• **The data**
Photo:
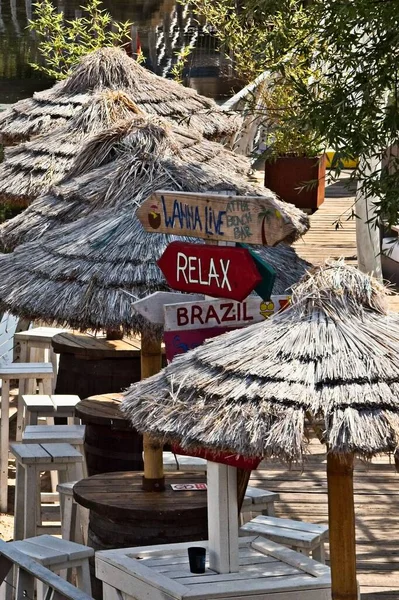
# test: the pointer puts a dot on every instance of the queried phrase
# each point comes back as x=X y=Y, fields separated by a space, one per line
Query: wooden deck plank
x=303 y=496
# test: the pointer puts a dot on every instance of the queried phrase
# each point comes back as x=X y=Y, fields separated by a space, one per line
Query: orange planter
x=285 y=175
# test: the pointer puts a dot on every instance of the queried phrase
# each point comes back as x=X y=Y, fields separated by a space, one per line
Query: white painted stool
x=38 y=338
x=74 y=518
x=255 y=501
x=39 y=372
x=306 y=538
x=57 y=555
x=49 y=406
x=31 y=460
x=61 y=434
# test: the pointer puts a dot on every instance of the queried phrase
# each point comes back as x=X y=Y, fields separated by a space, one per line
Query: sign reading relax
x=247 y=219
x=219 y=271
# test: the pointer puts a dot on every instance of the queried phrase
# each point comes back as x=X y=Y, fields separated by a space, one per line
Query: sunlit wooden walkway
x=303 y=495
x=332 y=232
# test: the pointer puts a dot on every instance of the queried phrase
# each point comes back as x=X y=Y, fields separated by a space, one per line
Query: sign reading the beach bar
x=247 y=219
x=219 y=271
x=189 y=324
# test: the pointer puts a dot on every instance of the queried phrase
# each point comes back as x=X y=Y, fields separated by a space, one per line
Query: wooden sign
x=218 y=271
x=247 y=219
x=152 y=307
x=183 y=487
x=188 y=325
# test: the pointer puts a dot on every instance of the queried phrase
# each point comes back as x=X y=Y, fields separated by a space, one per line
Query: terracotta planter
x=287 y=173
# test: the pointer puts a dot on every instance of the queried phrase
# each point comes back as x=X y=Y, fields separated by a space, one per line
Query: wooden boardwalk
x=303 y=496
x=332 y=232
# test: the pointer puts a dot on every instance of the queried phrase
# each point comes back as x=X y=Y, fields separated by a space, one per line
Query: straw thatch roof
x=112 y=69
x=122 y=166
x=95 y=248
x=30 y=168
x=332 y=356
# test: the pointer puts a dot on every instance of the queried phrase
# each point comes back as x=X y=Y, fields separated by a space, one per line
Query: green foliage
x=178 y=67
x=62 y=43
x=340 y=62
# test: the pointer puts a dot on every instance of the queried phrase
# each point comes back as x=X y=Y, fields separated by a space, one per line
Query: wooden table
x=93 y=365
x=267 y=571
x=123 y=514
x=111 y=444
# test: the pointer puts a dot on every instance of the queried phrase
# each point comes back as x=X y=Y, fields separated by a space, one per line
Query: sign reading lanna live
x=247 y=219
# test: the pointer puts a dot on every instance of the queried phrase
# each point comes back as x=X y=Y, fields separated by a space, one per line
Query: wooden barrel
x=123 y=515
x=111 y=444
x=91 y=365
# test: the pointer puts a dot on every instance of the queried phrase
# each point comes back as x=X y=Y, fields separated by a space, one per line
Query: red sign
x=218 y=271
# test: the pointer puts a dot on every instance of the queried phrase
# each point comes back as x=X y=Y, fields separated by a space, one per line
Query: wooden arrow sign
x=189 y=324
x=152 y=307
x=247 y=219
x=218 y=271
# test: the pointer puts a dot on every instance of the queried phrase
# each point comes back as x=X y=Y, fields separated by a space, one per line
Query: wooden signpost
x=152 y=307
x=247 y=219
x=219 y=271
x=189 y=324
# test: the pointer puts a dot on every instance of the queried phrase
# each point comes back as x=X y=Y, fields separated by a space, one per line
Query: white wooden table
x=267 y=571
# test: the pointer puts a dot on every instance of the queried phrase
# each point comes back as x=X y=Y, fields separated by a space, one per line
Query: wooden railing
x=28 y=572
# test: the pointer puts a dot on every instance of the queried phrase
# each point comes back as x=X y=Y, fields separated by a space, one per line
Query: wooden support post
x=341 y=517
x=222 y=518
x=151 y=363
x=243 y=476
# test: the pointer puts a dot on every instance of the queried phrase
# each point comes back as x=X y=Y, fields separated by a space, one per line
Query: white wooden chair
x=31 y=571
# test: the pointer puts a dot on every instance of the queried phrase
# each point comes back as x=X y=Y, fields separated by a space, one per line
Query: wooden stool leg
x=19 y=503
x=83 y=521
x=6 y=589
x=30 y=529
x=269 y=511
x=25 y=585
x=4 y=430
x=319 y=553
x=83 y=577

---

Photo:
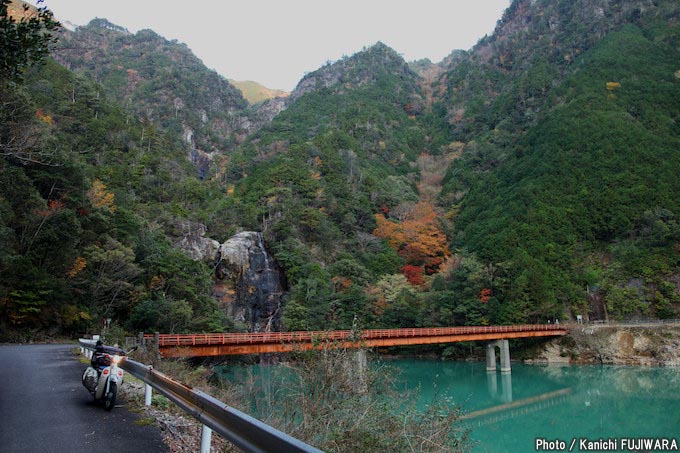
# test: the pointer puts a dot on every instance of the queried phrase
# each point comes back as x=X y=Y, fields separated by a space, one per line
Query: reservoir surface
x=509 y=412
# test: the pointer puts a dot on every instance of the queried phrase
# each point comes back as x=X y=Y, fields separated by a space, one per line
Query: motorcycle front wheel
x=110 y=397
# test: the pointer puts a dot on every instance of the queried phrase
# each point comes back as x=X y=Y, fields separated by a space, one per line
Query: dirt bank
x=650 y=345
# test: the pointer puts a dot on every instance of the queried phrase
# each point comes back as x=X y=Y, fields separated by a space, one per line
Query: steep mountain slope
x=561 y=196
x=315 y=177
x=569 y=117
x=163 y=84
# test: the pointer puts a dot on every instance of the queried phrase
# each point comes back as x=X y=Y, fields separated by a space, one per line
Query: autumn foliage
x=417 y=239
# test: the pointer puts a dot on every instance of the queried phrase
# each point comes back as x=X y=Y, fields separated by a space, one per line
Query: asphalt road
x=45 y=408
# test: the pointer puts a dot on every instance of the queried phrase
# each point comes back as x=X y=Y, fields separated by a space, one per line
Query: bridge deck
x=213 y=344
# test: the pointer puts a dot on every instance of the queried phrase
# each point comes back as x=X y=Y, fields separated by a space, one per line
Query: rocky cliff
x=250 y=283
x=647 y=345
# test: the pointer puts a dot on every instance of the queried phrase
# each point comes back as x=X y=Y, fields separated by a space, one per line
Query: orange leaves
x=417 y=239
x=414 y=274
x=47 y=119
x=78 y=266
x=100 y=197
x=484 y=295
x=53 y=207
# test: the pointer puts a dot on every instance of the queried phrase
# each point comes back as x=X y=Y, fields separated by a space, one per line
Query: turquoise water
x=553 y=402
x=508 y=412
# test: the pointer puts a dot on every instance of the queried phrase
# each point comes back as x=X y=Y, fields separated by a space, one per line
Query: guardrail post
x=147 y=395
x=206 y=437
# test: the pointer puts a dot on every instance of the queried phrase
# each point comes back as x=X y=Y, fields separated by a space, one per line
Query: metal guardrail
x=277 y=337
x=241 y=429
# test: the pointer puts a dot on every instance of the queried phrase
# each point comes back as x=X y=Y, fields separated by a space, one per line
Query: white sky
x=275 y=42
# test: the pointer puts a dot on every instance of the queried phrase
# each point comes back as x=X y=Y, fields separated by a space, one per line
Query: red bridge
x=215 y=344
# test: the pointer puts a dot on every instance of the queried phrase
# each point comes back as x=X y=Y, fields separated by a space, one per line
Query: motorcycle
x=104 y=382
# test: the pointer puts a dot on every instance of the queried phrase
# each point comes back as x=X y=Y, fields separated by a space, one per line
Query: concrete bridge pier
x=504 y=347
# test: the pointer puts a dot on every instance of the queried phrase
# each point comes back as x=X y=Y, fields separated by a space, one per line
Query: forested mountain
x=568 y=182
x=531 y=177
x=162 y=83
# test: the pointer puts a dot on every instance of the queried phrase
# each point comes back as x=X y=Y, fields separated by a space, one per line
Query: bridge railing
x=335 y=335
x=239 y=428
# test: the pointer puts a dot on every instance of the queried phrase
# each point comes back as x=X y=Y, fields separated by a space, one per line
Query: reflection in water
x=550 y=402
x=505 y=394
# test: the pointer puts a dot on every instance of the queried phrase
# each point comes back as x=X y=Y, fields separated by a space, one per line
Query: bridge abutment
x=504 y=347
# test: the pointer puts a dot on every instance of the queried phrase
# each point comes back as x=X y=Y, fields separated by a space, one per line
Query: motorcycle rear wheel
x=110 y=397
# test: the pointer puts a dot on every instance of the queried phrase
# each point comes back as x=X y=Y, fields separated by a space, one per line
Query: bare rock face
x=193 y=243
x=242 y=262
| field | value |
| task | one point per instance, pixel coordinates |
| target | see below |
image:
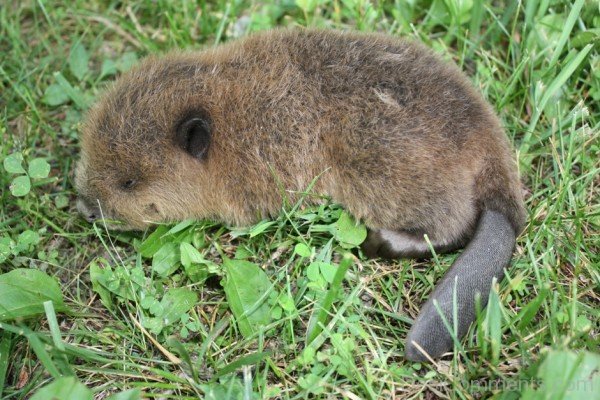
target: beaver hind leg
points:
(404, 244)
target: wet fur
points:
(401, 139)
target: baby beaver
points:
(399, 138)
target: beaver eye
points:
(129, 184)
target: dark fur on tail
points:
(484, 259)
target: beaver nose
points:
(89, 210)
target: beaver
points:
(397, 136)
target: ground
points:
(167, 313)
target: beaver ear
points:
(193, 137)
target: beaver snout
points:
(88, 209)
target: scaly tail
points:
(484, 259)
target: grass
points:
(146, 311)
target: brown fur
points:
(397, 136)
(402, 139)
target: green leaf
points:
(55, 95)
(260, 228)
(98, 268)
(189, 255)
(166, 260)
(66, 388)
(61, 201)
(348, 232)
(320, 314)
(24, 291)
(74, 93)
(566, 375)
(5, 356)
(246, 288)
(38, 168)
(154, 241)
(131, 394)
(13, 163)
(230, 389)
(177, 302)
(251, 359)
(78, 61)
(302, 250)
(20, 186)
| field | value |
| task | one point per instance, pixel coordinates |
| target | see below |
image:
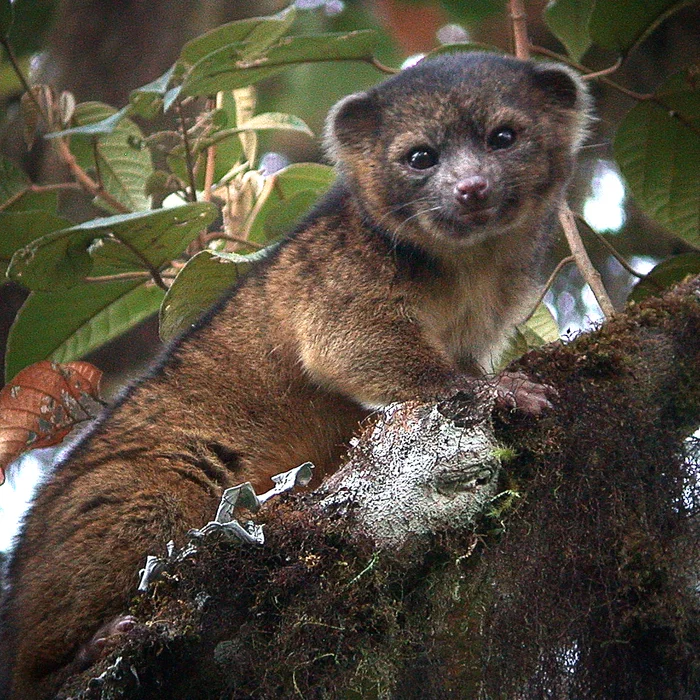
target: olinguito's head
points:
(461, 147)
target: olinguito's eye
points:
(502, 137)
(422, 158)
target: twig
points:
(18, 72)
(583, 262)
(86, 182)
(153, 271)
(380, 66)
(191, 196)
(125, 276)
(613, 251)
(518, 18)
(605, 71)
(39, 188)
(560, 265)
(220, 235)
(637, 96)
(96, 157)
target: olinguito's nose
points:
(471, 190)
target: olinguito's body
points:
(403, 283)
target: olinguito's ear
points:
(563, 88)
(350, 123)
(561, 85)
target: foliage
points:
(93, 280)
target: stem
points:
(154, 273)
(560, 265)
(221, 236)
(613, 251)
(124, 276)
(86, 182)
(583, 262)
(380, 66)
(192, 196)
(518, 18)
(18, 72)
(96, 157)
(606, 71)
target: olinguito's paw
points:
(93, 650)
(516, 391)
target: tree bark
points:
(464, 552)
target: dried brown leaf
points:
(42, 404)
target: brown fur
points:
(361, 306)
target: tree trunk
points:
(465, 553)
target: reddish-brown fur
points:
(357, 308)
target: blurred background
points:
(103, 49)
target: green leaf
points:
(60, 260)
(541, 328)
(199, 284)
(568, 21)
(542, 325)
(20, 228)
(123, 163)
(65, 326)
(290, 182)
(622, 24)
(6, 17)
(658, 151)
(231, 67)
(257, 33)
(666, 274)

• **Work instructions**
Copy from the entries only those lines that hold the word "olinguito".

• **Reply**
target: olinguito's head
target: olinguito's eye
target: olinguito's nose
target: olinguito's body
target: olinguito's ear
target: olinguito's paw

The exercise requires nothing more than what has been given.